▸ **YOUR OBJECTIVE**
Copy out the entries word for word, leaving images aside.

----

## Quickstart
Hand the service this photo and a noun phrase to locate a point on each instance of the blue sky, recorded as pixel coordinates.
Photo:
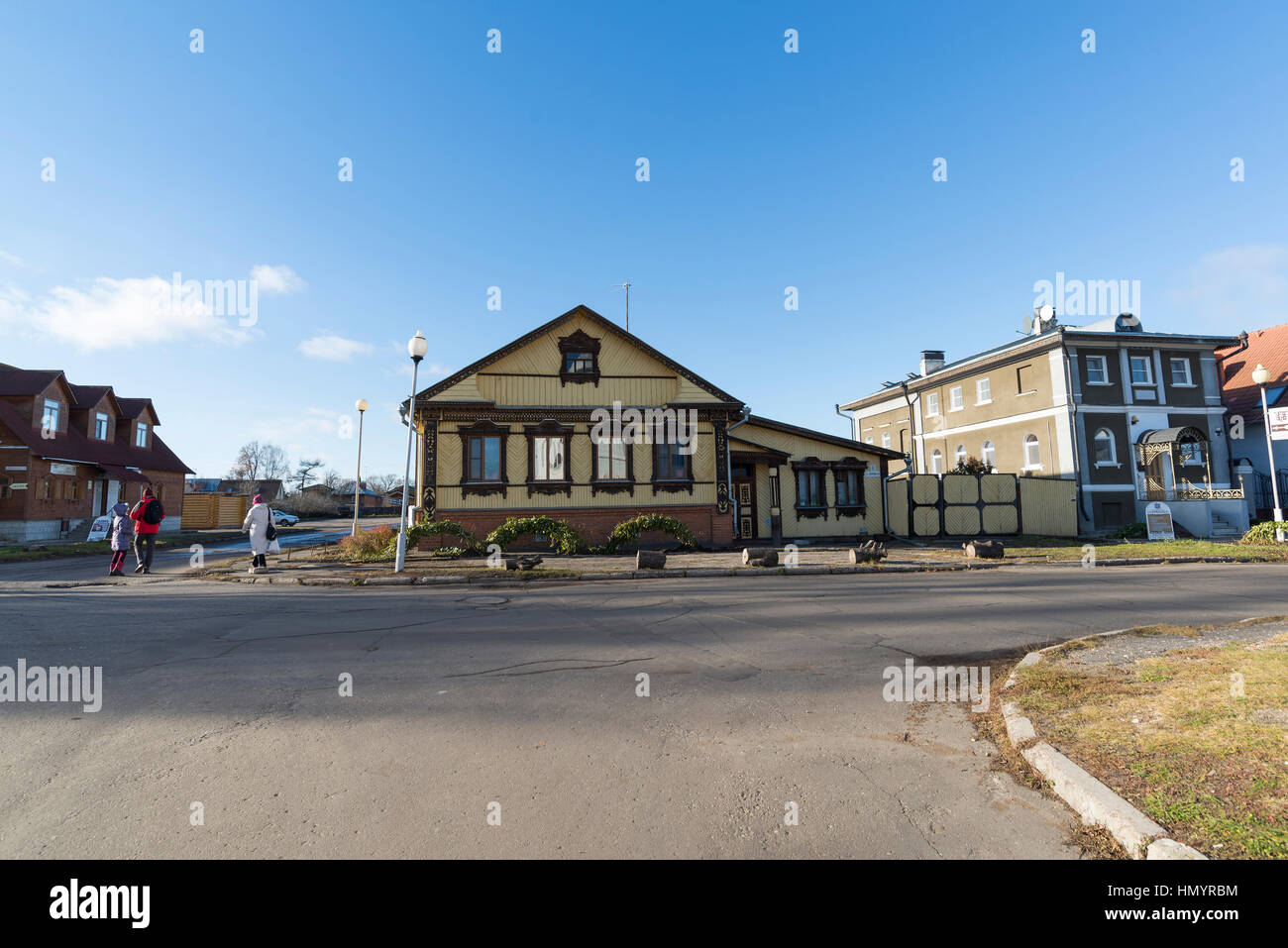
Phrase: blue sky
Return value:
(518, 170)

----

▸ **RESPONSE AREA**
## Quickstart
Hand the service this photo and a noun phrase to locate a point on each instance of the blue sky, recorded as pixel coordinates.
Photo:
Phrase: blue sky
Return value:
(518, 170)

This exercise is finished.